**TESTO FORNITO**
---*---

Pensando al prossimo settembre

Indicazioni per la riapertura ancora generiche

Un “popolo” di genitori, studenti e docenti, con politici al seguito, invocano il ritorno in classe e lo fanno senza le contestazioni di cui ha sofferto abbastanza di frequente il nostro sistema formativo. Non si capisce se sia un’adesione alla scuola che c’è e che quindi non si vuole cambiare, o se prevalga il desiderio di uscire dalla quarantena che ha costretto giovani e adulti all’isolamento obbligandoli al digitale.

La politica ha assunto un atteggiamento a dir poco ondivago, finanziando dapprima le tecnologie, pensando così ad un loro uso più sistematico e poi, forse sospinta dalla pressione popolare, schierandosi per una ripresa in presenza del prossimo anno scolastico, con generici riferimenti agli adattamenti per scongiurare una nuova epidemia, necessari non solo dal punto di vista igienico- sanitario, ma anche edilizio e didattico.

La DAD tra quarantena e scuole chiuse

L’insegnamento a distanza rimane una parte del lavoro scolastico, ancora un po’ di nicchia, sia per gli studenti che non riescono a raggiungere le necessarie dotazioni, sia per i docenti senza adeguate competenze. Si rende tuttavia necessario riallacciare il filo delle relazioni per sviluppare autonomia personale e identità, dare significato al vissuto attraverso i rapporti interpersonali, nonché costruire legami tra pari. Seguire le lezioni on line ha consentito alla scuola di entrare nella famiglia e a quest’ultima di guardare da vicino come procede il percorso formativo. Questa potrebbe essere l’occasione per rinsaldare i rapporti tra le diverse componenti che nel tempo avevano manifestato non poche smagliature. In classe però si continua a preferire un “banco a due piazze”, con il computer ma anche il libro.

---*---

**VOCI**
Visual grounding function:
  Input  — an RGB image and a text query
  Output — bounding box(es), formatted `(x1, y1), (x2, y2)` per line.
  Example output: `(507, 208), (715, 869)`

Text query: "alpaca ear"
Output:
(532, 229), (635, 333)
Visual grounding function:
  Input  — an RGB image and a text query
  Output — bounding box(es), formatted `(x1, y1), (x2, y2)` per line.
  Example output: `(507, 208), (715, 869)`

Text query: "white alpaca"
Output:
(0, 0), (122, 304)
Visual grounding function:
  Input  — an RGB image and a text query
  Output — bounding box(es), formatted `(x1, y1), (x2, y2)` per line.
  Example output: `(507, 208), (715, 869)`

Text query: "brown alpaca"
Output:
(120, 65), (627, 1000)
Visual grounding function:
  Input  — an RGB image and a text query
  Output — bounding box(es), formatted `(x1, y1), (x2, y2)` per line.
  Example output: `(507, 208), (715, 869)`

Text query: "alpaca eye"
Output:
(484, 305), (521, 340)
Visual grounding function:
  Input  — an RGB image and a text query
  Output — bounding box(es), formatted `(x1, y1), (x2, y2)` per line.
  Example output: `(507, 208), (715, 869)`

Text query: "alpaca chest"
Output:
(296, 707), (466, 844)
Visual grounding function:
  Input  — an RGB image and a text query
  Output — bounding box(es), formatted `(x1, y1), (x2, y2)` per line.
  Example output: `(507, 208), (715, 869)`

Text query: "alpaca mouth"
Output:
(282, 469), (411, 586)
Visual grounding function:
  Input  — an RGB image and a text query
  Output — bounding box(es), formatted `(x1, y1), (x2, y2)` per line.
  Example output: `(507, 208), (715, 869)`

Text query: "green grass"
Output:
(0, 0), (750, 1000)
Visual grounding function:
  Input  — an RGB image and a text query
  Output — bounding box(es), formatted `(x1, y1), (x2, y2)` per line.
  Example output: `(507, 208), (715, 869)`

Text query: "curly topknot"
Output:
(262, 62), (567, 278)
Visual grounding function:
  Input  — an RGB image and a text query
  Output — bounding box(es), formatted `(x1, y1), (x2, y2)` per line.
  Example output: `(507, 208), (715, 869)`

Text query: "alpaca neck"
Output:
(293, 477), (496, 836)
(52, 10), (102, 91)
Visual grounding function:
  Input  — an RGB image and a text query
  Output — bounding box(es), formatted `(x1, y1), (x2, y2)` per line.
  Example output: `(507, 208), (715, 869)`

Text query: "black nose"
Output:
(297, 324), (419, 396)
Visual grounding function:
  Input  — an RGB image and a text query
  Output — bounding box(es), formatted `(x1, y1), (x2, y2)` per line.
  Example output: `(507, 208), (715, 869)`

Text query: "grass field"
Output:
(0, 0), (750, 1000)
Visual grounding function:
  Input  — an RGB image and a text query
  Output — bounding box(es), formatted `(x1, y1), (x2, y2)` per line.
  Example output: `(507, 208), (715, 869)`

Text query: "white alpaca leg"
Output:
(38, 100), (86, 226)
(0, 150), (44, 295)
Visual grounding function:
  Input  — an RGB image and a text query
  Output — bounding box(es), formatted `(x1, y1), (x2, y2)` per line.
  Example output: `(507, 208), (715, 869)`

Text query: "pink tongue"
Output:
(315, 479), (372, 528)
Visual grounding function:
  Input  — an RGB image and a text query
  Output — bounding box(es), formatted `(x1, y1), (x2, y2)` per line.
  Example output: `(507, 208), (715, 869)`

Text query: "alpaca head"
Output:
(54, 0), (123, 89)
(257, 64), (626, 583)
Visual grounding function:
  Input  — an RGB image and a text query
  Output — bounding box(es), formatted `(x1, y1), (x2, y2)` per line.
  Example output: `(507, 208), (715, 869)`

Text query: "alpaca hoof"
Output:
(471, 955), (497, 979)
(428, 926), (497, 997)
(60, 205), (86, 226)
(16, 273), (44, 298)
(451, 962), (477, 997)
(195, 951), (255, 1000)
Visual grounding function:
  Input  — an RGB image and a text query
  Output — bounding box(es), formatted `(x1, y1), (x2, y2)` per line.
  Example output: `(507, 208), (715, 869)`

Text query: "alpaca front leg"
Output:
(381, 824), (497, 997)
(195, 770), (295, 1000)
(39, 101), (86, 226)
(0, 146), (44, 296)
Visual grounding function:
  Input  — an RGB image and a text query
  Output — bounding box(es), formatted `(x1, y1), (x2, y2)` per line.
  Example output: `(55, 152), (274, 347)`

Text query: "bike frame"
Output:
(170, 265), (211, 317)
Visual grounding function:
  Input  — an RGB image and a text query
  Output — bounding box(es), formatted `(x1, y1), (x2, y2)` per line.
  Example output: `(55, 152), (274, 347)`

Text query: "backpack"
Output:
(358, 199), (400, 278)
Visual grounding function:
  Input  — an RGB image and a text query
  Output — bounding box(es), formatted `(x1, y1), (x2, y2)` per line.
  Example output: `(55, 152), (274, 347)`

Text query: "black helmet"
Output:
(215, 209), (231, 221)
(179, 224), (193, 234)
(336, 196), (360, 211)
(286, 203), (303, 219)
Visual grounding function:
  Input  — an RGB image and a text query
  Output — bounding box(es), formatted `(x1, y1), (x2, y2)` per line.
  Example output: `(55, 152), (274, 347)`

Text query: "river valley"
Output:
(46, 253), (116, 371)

---*---

**ELENCO DEI COMPITI**
[1] Trascriva fedelmente il passo del testo sulla riapertura delle scuole che inizia con "L’insegnamento a distanza" e termina con "anche il libro.".
[2] Secondo il testo sulla riapertura delle scuole, che cosa si continua a preferire in classe?

**RISPOSTE AI COMPITI**
[1]
L’insegnamento a distanza rimane una parte del lavoro scolastico, ancora un po’ di nicchia, sia per gli studenti che non riescono a raggiungere le necessarie dotazioni, sia per i docenti senza adeguate competenze. Si rende tuttavia necessario riallacciare il filo delle relazioni per sviluppare autonomia personale e identità, dare significato al vissuto attraverso i rapporti interpersonali, nonché costruire legami tra pari. Seguire le lezioni on line ha consentito alla scuola di entrare nella famiglia e a quest’ultima di guardare da vicino come procede il percorso formativo. Questa potrebbe essere l’occasione per rinsaldare i rapporti tra le diverse componenti che nel tempo avevano manifestato non poche smagliature. In classe però si continua a preferire un “banco a due piazze”, con il computer ma anche il libro.

[2] Un “banco a due piazze”, con il computer ma anche il libro.